____ GIVEN PASSAGE

DD patients reported more subjective EPS complaints. The total ESRS score was higher in the DD group than the SCZ group. More specifically, DD patients had more parkinsonian signs than SCZ patients. Similarly, DD patients were more frequently diagnosed with parkinsonism (table 1). Consistent with these results, PAS use (any PAS in the past week, in dollars) was positively correlated with subjective EPS (r = 0.573; p = 0.003), total EPS (r = 0.496; p = 0.014), parkinsonian signs (r = 0.449; p = 0.028), and global EPS (r = 0.472; p = 0.020) in the DD group.
Table 1 Extrapyramidal symptoms in dual diagnosis schizophrenia.
| Subjective | Total | Parkinsonism | Dystonia | Dyskinesia | Global | Akathisia | ||||||||||||||
|---|---|---|---|---|---|---|---|---|---|---|---|---|---|---|---|---|---|---|---|---|
| Mean | SD | Mean | SD | Mean | SD | Dx* | Mean | SD | Dx* | Mean | SD | Dx* | Mean | SD | Mean | SD | Dx* | |||
| (1) SCZ group (n = 17) | 1.6 | 1.4 | 2.9 | 2.6 | 1.9 | 2.4 | 4 | 0.2 | 0.6 | 0 | 0.8 | 1.1 | 0 | 4 | 1.0 | 0.3 | 0.7 | 0 | ||
| (2) DD group (n = 24) | 3.2 | 2.6 | 9.3 | 11.0 | 8.7 | 9.3 | 17 | 0.3 | 1.4 | 1 | 0.3 | 1.1 | 1 | 4.2 | 1.8 | 0.7 | 1.0 | 1 | ||
| (2a) Cocaine (n = 7) | 3.9 | 3.8 | 16.9 | 16.8 | 14.7 | 13.6 | 6 | 0.4 | 0.8 | 1 | 1.0 | 2.6 | 1 | 5.6 | 2.6 | 1.3 | 1.3 | 1 | ||
| F value (p value) | ||||||||||||||||||||
| 1 vs 2 | 4.687 (0.037) | 5.513 (0.024) | 8.657 (0.005) | 0.071 (0.791) | 2.417 (0.128) | 0.123 (0.727) | 2.050 (0.160) | |||||||||||||
| 1 vs 2a | 4.567 (0.044) | 11.79 (0.002) | 14.88 (0.001) | 0.464 (0.503) | 0.056 (0.815) | 4.835 (0.039) | 6.325 (0.020) | |||||||||||||
| χ2 (p value) | 8.912 (0.003) | 0.726 (0.394) | 0.726 (0.394) | 0.726 (0.394) | ||||||||||||||||
| 7.889 (0.005) | 2.534 (0.111) | 2.534 (0.111) | 2.534 (0.111) | |||||||||||||||||
The first three rows are as given in the subheadings (mean, SD or mean, SD and Dx), while the last four are the results of the relevant statistical tests with p value in brackets. DD, dual diagnosis group; Dx, number of patients diagnosed with an EPS; ESRS, Extrapyramidal Symptoms Rating Scale; SCZ, schizophrenia only group; *Diagnoses established based on cutoff scores as defined by Chouinard and Margolese.16
A subanalysis was performed on cocaine (n = 7), as it has the worst consequences in schizophrenia.8 Relative to the SCZ group, patients misusing cocaine had more EPS complaints, more total and global EPS, and increased parkinsonian signs, parkinsonism diagnoses, and signs of akathisia.

________

> _WHAT THE TASK REQUIRES_: Write the next part of the passage on extrapyramidal symptoms in dual diagnosis schizophrenia, picking up after its last sentence. The lines after this are not needed for this work.

____ SUPPLIED MATERIAL

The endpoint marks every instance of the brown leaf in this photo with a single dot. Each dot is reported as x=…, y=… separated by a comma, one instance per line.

________
____ SUPPLIED MATERIAL

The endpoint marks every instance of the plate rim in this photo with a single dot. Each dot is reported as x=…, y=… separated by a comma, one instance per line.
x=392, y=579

________
____ SUPPLIED MATERIAL

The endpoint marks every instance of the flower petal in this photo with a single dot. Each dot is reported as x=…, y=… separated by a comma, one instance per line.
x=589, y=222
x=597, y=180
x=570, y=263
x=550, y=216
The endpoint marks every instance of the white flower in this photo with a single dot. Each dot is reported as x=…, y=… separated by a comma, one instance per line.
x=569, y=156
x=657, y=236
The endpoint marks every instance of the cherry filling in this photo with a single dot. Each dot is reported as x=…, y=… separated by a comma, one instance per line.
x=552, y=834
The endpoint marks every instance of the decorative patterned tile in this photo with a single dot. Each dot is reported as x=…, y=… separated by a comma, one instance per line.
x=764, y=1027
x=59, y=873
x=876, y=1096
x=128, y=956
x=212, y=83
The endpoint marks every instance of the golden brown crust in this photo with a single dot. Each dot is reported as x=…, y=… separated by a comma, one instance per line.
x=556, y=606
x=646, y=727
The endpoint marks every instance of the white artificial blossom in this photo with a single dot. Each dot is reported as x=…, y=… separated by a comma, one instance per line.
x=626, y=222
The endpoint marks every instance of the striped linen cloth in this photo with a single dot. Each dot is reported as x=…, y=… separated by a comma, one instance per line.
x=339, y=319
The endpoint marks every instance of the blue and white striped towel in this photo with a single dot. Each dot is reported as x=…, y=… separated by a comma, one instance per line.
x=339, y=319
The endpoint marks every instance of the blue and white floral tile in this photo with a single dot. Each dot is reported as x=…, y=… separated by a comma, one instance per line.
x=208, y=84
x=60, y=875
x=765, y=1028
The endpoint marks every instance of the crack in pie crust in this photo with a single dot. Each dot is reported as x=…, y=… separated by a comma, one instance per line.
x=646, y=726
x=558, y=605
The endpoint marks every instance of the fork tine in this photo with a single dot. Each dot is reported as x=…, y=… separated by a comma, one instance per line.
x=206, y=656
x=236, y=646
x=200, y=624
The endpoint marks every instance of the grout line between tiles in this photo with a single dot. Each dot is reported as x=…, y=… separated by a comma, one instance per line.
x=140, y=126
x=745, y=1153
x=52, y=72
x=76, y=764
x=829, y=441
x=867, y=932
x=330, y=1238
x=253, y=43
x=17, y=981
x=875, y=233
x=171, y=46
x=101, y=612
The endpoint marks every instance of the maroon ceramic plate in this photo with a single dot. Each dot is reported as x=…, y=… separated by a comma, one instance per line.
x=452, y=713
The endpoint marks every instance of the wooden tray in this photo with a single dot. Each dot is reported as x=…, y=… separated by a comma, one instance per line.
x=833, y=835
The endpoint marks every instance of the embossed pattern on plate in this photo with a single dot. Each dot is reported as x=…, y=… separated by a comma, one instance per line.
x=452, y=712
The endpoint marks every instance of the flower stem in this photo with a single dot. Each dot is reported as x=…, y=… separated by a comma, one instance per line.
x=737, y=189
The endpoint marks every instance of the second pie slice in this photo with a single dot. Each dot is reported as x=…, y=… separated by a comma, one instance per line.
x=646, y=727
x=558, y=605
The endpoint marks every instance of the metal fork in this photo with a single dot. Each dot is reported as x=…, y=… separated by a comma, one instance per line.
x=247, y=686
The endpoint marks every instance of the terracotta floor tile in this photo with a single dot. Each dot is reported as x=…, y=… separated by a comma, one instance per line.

________

> _REPLY_:
DISCUSSION
This cross sectional study sought to investigate the effects of PAS on EPS in schizophrenia. DD patients subjectively complained of more EPS. Objectively, the total ESRS score was higher in the DD group relative to the SCZ group. More specifically, DD patients displayed more parkinsonian signs and more parkinsonism diagnoses than SCZ patients. It is noteworthy that PAS use (any PAS) was positively correlated with subjective EPS, parkinsonian signs, and total and global EPS in the DD group. Also of interest was the fact that no patients in either group suffered from tardive dystonia or tardive dyskinesia. Dystonic and dyskinetic reactions were all acute. This result contrasts with the previous literature on the topic.9,12
Compared with abstinent patients, DD patients displayed greater EPS (especially parkinsonian signs). This result suggests that PAS may exert a detrimental impact on parkinsonian signs in schizophrenia patients. However, the cross sectional design of the study does not allow exclusion of the reverse explanation, namely, that schizophrenia patients may use PAS to get relief from their parkinsonian signs (self medication hypothesis).18 More signs of akathisia were observed in cocaine misusers. Thus, cocaine may worsen akathisia in schizophrenia. This result is consistent with the pharmacology of cocaine, which blocks the dopamine and norepinephrine transporters in the motor pathways.5 However, it must be considered that cocaine misusers were also misusing either alcohol or cannabis. Thus, the increased signs of akathisia in this group of misusers could be related to multi‐substance misuse, not cocaine misuse per se.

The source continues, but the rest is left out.